## Texte de lecture
────────────────────────────────────────

Dans la même veine, Clarins organise la Foulée des établissements. Entre deux fous rires, on y apprend l’art de la motivation avec les championnes Muriel Hurtis (athlétisme) et Muriel Hermine (natation synchronisée) au cours de séances d’échauffement.
De tels événements sont l’occasion de brasser les équipes et de souder le collectif “en se frottant à l’autre et en respectant les règles du jeu”, précise Sandra Blanc Mesnel, consultante chez Sportonus, qui aide à préparer la manifestation. Et pour encourager la convivialité au quotidien, sans perdre de vue la santé, rien de tel que les néo-cantines avec chef attitré, produits frais et grandes tablées, comme chez Clarins.
Clarins masse les dos
Entretien des corps. Les TMS (troubles musculosquelettiques) représentaient 87% des maladies professionnelles en 2014. Personne n’y échappe. Les cadres sédentaires souffrent en particulier de lombalgies.
C’est pourquoi au siège de Clarins – près de 600 personnes -, Lionel Comole, responsable santé au sein du groupe, organise chaque année la Journée du dos en partenariat avec le service de rhumatologie de la Pitié-Salpêtrière. Au menu : ateliers d’automassage, yoga, respiration ou renforcement musculaire.
Chez Solocal, l’ergonomie a été repensée : on peut varier les positions assis/debout grâce à des bureaux flexibles tout neufs qui s’abaissent ou s’élèvent, tandis que des poufs sur roulettes permettent d’étendre ses jambes. Sur les sites de production, les ouvriers sont souvent victimes de tendinites. D’où la systématisation de séances d’échauffement à la prise de poste. Clarins a lancé la formule sur son site de Strasbourg avant de l’étendre à l’usine de Cergy-Pontoise.

────────────────────────────────────────

## Données enregistrées
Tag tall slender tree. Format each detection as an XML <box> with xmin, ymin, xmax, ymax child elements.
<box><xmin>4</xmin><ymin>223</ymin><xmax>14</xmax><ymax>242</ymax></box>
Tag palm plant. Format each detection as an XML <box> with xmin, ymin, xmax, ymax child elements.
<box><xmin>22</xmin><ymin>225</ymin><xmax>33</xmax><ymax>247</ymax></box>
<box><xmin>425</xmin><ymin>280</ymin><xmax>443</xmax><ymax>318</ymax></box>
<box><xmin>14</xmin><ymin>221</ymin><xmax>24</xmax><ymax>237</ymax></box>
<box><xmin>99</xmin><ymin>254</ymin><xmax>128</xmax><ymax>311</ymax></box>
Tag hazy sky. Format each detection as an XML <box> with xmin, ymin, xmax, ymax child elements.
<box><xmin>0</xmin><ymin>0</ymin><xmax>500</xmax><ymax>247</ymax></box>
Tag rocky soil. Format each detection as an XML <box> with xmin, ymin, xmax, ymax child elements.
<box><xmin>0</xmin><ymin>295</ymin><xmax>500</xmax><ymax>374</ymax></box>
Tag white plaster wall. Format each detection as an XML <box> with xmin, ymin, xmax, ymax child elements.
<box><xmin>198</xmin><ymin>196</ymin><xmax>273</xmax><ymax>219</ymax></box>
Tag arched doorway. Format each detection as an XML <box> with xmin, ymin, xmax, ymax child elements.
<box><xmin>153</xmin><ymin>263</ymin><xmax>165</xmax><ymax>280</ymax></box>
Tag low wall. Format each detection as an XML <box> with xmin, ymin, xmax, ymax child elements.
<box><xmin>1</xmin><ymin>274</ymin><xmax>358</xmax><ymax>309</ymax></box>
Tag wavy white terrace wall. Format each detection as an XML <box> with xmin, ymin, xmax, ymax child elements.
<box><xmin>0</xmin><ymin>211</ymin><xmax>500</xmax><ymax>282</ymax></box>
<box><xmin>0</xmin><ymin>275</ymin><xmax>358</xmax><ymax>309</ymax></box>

────────────────────────────────────────

## Consigne
Recopiez le passage du texte de lecture qui commence par « De tels événements » et finit par « comme chez Clarins. », en substituant « solidarité » à « convivialité ».

## Réponse
De tels événements sont l’occasion de brasser les équipes et de souder le collectif “en se frottant à l’autre et en respectant les règles du jeu”, précise Sandra Blanc Mesnel, consultante chez Sportonus, qui aide à préparer la manifestation. Et pour encourager la solidarité au quotidien, sans perdre de vue la santé, rien de tel que les néo-cantines avec chef attitré, produits frais et grandes tablées, comme chez Clarins.